(PROBLEM TO WORK ON): The required output is the line that contains "Can you see the number" through the last line of the data, retyped verbatim and with nothing added.
Top of DATA TO EXAMINE
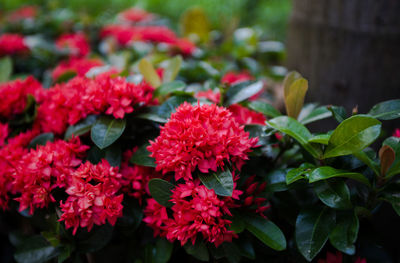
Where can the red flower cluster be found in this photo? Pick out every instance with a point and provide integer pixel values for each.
(76, 43)
(92, 197)
(200, 136)
(135, 15)
(11, 44)
(196, 210)
(80, 66)
(45, 168)
(124, 34)
(14, 95)
(70, 102)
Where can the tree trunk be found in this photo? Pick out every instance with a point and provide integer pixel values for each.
(349, 50)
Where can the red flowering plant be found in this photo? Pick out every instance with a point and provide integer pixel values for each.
(141, 145)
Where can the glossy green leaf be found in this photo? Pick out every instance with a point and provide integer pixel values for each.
(242, 91)
(333, 194)
(345, 232)
(326, 172)
(170, 88)
(264, 108)
(198, 250)
(149, 73)
(220, 182)
(160, 190)
(81, 127)
(6, 67)
(353, 135)
(312, 230)
(35, 249)
(41, 139)
(298, 131)
(107, 130)
(266, 231)
(142, 157)
(387, 110)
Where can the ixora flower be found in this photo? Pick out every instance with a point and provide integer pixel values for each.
(70, 102)
(203, 137)
(11, 44)
(14, 95)
(196, 210)
(93, 198)
(75, 42)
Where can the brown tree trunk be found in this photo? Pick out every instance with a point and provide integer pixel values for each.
(349, 50)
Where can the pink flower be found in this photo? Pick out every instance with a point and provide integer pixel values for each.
(11, 44)
(201, 137)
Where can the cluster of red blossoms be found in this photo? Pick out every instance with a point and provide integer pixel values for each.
(66, 104)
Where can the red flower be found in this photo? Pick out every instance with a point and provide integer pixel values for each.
(80, 66)
(245, 116)
(200, 136)
(14, 95)
(232, 78)
(196, 210)
(135, 15)
(76, 43)
(92, 196)
(11, 44)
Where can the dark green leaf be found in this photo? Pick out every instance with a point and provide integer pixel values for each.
(41, 139)
(345, 233)
(296, 130)
(160, 190)
(242, 91)
(266, 231)
(353, 135)
(264, 108)
(142, 157)
(35, 250)
(107, 130)
(387, 110)
(198, 251)
(81, 127)
(312, 230)
(326, 172)
(5, 69)
(220, 182)
(333, 194)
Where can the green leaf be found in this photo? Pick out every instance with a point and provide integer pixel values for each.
(198, 250)
(170, 88)
(163, 251)
(266, 231)
(172, 68)
(339, 113)
(142, 157)
(220, 182)
(242, 91)
(41, 139)
(387, 110)
(6, 66)
(345, 233)
(333, 194)
(264, 108)
(35, 249)
(298, 131)
(326, 172)
(312, 230)
(353, 135)
(160, 190)
(299, 173)
(317, 114)
(107, 130)
(149, 73)
(81, 127)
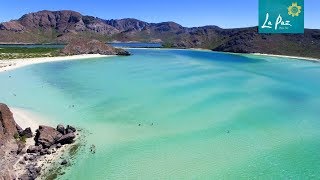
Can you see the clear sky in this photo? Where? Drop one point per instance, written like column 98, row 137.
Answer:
column 224, row 13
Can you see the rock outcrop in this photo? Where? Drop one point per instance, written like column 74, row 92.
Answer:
column 84, row 46
column 15, row 152
column 7, row 123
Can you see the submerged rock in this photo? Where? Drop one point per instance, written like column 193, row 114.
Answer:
column 47, row 136
column 67, row 139
column 27, row 133
column 61, row 129
column 7, row 124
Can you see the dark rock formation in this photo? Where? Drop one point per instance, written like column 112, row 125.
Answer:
column 83, row 46
column 61, row 129
column 47, row 136
column 67, row 138
column 71, row 128
column 27, row 133
column 7, row 123
column 13, row 145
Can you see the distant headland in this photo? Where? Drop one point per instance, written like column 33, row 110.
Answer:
column 63, row 26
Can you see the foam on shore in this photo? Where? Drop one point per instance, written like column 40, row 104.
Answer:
column 10, row 64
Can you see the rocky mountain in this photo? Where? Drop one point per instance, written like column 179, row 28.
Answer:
column 62, row 26
column 82, row 46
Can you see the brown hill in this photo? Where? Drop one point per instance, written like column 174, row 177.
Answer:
column 82, row 46
column 63, row 26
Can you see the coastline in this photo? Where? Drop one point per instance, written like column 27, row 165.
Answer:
column 285, row 56
column 11, row 64
column 25, row 119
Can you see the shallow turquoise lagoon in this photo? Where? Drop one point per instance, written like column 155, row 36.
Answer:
column 202, row 115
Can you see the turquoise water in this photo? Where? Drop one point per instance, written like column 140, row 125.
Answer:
column 202, row 115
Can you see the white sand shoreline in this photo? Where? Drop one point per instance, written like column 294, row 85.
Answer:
column 11, row 64
column 25, row 118
column 284, row 56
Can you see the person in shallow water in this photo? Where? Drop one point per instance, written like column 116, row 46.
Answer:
column 93, row 149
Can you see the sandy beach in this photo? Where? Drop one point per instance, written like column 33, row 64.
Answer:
column 290, row 57
column 27, row 119
column 7, row 65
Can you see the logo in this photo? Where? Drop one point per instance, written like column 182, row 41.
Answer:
column 281, row 16
column 294, row 10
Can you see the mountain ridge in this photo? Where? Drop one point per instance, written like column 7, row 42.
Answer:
column 63, row 26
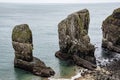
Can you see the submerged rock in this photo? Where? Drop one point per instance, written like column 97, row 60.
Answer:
column 22, row 44
column 74, row 39
column 111, row 31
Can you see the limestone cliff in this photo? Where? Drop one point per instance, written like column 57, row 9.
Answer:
column 111, row 31
column 22, row 44
column 74, row 39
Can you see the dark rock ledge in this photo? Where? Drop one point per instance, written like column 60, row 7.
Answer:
column 23, row 46
column 111, row 31
column 74, row 41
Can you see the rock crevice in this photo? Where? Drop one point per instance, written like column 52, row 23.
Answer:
column 111, row 31
column 23, row 46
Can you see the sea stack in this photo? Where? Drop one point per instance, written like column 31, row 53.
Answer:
column 74, row 41
column 111, row 32
column 23, row 46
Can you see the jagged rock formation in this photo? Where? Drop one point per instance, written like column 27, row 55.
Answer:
column 111, row 32
column 74, row 41
column 22, row 44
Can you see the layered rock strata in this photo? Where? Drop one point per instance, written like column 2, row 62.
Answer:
column 74, row 41
column 23, row 46
column 111, row 31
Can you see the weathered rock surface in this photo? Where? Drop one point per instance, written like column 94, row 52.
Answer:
column 74, row 39
column 22, row 44
column 111, row 31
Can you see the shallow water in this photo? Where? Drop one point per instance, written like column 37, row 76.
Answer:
column 43, row 20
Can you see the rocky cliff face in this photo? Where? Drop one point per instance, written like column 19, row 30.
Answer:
column 74, row 39
column 22, row 44
column 111, row 32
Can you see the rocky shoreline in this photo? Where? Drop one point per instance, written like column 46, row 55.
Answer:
column 23, row 46
column 74, row 41
column 75, row 46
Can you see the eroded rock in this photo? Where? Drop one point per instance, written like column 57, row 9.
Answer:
column 74, row 39
column 22, row 44
column 111, row 31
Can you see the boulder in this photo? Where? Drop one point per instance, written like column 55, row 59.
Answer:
column 22, row 44
column 74, row 39
column 111, row 32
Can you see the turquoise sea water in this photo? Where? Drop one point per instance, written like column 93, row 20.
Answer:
column 43, row 20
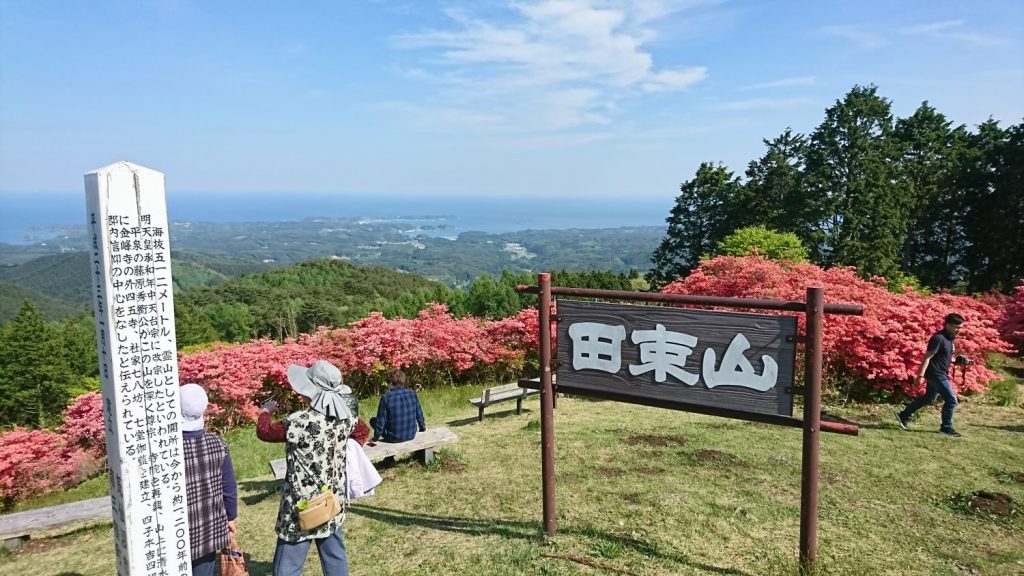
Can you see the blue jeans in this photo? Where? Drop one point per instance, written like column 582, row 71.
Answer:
column 935, row 388
column 289, row 558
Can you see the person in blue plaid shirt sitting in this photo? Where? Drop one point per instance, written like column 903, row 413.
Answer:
column 398, row 414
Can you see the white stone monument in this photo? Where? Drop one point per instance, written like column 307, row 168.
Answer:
column 138, row 365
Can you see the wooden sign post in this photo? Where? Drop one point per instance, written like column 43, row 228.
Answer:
column 134, row 306
column 719, row 363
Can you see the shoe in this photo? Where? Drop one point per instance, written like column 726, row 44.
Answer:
column 902, row 423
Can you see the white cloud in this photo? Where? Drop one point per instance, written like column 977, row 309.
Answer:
column 551, row 64
column 782, row 83
column 953, row 30
column 860, row 36
column 762, row 104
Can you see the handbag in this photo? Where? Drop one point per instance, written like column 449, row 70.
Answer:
column 232, row 563
column 321, row 508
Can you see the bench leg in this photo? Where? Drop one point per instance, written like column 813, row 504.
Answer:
column 425, row 456
column 15, row 542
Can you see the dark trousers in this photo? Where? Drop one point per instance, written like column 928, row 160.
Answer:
column 935, row 388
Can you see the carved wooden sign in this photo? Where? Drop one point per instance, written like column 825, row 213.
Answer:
column 736, row 361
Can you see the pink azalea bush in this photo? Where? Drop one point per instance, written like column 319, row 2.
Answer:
column 83, row 424
column 880, row 351
column 433, row 348
column 1012, row 327
column 34, row 462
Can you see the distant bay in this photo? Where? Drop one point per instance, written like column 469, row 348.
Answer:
column 31, row 217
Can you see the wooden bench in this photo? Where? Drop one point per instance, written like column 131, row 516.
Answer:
column 502, row 394
column 16, row 528
column 423, row 446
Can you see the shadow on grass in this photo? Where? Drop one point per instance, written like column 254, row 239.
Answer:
column 529, row 531
column 263, row 489
column 487, row 416
column 1008, row 427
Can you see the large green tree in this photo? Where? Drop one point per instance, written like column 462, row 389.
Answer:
column 993, row 207
column 700, row 217
column 932, row 155
column 771, row 195
column 35, row 379
column 856, row 205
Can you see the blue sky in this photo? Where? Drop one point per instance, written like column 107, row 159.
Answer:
column 550, row 97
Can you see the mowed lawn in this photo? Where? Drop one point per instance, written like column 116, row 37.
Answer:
column 647, row 491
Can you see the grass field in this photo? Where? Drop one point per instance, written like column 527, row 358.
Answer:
column 649, row 492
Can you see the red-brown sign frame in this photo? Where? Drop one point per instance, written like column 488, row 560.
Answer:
column 814, row 307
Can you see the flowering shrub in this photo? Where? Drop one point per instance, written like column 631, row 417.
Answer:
column 1012, row 326
column 34, row 462
column 880, row 351
column 433, row 348
column 83, row 424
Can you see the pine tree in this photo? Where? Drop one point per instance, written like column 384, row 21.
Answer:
column 857, row 208
column 700, row 217
column 772, row 192
column 35, row 378
column 933, row 153
column 993, row 207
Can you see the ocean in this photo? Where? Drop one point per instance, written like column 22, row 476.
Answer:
column 28, row 217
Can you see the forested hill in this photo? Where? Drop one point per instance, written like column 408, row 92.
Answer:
column 12, row 296
column 286, row 301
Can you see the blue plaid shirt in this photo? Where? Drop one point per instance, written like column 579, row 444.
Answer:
column 397, row 416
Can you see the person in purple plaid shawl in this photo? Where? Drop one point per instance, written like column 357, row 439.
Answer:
column 210, row 487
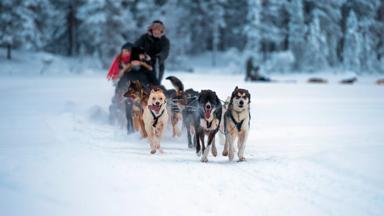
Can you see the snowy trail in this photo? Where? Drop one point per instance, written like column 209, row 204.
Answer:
column 313, row 150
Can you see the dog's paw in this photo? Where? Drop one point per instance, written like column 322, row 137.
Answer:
column 242, row 159
column 198, row 153
column 214, row 152
column 231, row 156
column 225, row 153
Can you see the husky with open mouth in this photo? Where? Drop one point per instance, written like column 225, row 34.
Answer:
column 208, row 122
column 237, row 122
column 155, row 118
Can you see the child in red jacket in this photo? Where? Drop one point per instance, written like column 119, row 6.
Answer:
column 120, row 63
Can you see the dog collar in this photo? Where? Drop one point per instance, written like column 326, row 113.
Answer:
column 156, row 118
column 237, row 124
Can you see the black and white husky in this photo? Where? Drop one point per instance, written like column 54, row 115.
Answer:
column 236, row 123
column 207, row 123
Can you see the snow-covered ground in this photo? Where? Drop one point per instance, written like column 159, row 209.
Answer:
column 313, row 150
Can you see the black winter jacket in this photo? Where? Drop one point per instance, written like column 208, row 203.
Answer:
column 154, row 47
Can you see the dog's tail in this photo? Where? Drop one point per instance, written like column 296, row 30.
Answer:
column 177, row 84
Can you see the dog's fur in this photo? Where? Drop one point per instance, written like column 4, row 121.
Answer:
column 176, row 104
column 155, row 118
column 189, row 116
column 236, row 123
column 207, row 123
column 138, row 96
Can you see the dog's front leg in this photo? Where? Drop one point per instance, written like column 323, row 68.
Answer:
column 231, row 149
column 143, row 132
column 198, row 147
column 225, row 150
column 214, row 149
column 175, row 119
column 241, row 145
column 211, row 137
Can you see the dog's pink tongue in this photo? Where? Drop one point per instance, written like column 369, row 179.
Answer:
column 154, row 108
column 207, row 114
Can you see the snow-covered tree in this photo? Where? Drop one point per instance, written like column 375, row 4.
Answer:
column 352, row 44
column 317, row 48
column 273, row 27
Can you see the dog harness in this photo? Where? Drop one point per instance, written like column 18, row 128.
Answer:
column 237, row 124
column 156, row 118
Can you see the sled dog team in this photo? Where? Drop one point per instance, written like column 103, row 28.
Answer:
column 202, row 113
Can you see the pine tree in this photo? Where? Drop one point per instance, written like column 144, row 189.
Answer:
column 297, row 31
column 352, row 44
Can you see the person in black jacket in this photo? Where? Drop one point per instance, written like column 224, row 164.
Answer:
column 137, row 69
column 156, row 45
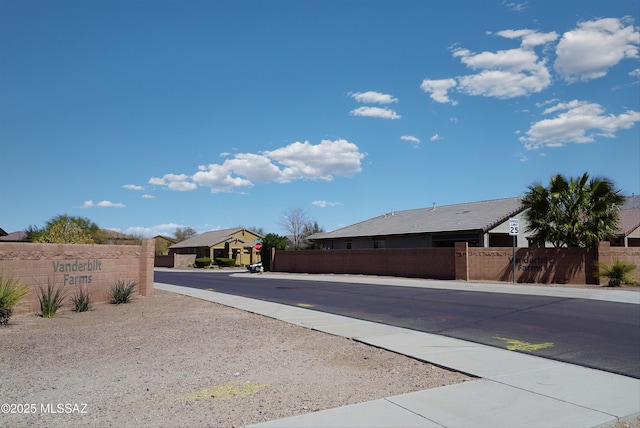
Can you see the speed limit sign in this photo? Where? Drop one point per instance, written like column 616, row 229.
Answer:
column 514, row 226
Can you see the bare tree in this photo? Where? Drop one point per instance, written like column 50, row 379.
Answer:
column 182, row 234
column 295, row 221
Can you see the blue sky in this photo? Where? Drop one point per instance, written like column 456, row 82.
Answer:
column 144, row 116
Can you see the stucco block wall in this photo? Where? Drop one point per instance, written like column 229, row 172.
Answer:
column 95, row 267
column 608, row 254
column 533, row 265
column 417, row 262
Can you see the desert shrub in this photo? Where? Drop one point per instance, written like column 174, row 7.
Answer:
column 617, row 272
column 203, row 261
column 51, row 299
column 225, row 262
column 81, row 300
column 11, row 291
column 122, row 291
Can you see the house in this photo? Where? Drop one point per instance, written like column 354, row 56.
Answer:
column 13, row 236
column 237, row 244
column 162, row 244
column 480, row 224
column 628, row 233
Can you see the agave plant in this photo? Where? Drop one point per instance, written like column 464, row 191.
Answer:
column 617, row 272
column 51, row 299
column 122, row 291
column 11, row 291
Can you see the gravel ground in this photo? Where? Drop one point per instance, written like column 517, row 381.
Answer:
column 170, row 360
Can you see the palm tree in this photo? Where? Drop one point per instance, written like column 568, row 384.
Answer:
column 577, row 212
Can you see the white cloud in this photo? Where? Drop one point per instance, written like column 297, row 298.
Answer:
column 589, row 51
column 132, row 187
column 505, row 73
column 530, row 38
column 439, row 89
column 576, row 122
column 324, row 204
column 219, row 178
column 415, row 142
column 516, row 7
column 322, row 161
column 384, row 113
column 161, row 229
column 371, row 97
column 297, row 161
column 178, row 182
column 502, row 74
column 103, row 204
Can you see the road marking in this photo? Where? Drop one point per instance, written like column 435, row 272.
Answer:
column 519, row 345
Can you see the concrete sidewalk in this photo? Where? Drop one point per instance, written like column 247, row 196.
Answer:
column 513, row 389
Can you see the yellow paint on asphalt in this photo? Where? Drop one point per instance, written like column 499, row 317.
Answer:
column 228, row 391
column 519, row 345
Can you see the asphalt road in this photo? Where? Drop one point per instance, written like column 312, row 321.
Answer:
column 590, row 333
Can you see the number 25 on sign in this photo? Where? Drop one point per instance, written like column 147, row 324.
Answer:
column 514, row 226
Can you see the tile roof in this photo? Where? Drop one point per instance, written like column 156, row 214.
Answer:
column 483, row 215
column 209, row 239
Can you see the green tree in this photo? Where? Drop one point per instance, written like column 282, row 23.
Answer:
column 271, row 240
column 65, row 229
column 575, row 212
column 294, row 221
Bottom of DATA TO EXAMINE
(ANSWER AREA):
Can you see the number 25 on sign in this photo? Where? Drop one point per instance, written like column 147, row 324.
Answer:
column 514, row 226
Can you see the tile roof in this photo? Where? Drop one point per instance, written like column 156, row 214.
Answer:
column 483, row 215
column 209, row 239
Can you see the green tree in this photo? Where? Drop one point per instance, written like column 282, row 23.
Answer:
column 271, row 240
column 65, row 229
column 575, row 212
column 294, row 221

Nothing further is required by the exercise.